* [Prompt 1]
In the cross-domain attack summary, recast the bullet beginning "SOP (Same-Origin Policy) is the default protection" as a short list that keeps its main facts.
* [Prompt 2]
Pull out every line of the rows that contains the string "blade", matching case exactly.

* [Selected excerpt]
+---+

Context

In this paper, we present the technical background of the cross-domain mechanisms and the security implications. Several recent studies have demonstrated the weakness of the cross-domain policies, leading to session hijacking or the leakage of sensitive information

Current solutions to detect these vulnerabilities use a client-side approach:

  • The purpose of our work is to present a new approach based on network flows analysis (HTTP analysis) to detect malicious behavior

Main ideas

  • In 2012, social media were rapidly acquiring importance and became very attractive targets for cybercrimes
  • XSS (cross site scripting), spam, phishing and other attacks related to Adobe Flash1 vulnerabilities can be carried out exploiting social media
  • In 2012, Flash was used by 95% of web applications. Youtube used Flash by default and HTML5 on mobile devices
  • Flash worked generating client-side requests to fetch content from various remote locations. This opens the door for cross-domain attacks
  • The authors approach is to analyze the HTTP network flow to detect cross-domain attacks in social media, using Bro2
  • SOP (Same-Origin Policy) is the default protection against cross-origin attacks, but often web applications need to authorize cross-domain requests. A white-list of trusted domains should be used, but in practice a wildcard policy is implemented (*, all the cross-domain requests are allowed)

+---+

* [Material for this task]
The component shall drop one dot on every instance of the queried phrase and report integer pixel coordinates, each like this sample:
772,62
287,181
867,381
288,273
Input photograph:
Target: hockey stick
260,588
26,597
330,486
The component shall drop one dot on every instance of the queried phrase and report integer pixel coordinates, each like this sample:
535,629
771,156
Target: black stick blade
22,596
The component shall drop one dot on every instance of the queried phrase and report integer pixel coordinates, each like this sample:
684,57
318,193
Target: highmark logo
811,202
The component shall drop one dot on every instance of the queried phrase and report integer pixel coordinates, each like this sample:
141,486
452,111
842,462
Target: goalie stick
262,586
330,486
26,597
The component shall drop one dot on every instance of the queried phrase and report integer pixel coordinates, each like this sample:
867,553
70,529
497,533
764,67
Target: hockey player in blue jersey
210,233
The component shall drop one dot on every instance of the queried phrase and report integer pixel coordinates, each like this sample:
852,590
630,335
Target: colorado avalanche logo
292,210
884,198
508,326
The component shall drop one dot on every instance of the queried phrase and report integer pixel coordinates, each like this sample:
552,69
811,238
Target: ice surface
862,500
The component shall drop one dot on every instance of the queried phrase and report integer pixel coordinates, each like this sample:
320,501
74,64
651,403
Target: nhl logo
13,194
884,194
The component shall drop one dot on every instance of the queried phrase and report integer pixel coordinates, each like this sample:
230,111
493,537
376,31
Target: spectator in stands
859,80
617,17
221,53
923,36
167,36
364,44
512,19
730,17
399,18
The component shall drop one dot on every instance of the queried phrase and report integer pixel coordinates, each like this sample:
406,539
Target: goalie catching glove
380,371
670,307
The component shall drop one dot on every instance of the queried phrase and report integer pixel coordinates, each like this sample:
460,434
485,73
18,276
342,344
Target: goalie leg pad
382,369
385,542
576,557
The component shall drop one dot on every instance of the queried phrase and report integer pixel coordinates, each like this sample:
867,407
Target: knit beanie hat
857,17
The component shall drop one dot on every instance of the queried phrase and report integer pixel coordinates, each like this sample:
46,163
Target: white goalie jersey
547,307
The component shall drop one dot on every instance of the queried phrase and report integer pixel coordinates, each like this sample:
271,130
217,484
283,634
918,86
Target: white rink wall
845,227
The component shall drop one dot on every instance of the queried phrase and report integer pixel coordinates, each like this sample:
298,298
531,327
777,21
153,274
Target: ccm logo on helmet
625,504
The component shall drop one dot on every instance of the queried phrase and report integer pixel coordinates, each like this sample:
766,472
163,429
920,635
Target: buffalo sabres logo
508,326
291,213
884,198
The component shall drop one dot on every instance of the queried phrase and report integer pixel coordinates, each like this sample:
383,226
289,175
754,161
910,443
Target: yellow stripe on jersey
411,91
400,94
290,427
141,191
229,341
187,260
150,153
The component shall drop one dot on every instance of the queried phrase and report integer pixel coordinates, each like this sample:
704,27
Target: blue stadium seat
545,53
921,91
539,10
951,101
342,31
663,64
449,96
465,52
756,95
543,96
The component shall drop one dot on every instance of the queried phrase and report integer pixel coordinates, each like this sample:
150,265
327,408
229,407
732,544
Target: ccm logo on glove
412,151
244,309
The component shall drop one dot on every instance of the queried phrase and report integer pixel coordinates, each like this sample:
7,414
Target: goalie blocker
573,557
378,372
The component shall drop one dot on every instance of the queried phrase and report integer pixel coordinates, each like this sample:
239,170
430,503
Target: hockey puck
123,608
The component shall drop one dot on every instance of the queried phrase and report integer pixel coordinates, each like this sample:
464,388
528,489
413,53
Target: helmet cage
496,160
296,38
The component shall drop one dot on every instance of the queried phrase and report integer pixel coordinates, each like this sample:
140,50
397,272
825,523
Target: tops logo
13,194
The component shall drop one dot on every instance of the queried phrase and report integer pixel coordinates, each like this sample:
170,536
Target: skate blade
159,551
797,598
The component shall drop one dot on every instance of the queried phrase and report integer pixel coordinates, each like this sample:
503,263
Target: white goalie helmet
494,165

+---+

* [Task output 1]
- SOP (Same-Origin Policy) is the default protection against cross-origin attacks.
- Web applications often need to allow cross-domain requests.
- A white-list of trusted domains should be used.
- In practice, a wildcard policy (*) is often implemented, which allows all cross-domain requests.

* [Task output 2]
Target: black stick blade
Target: skate blade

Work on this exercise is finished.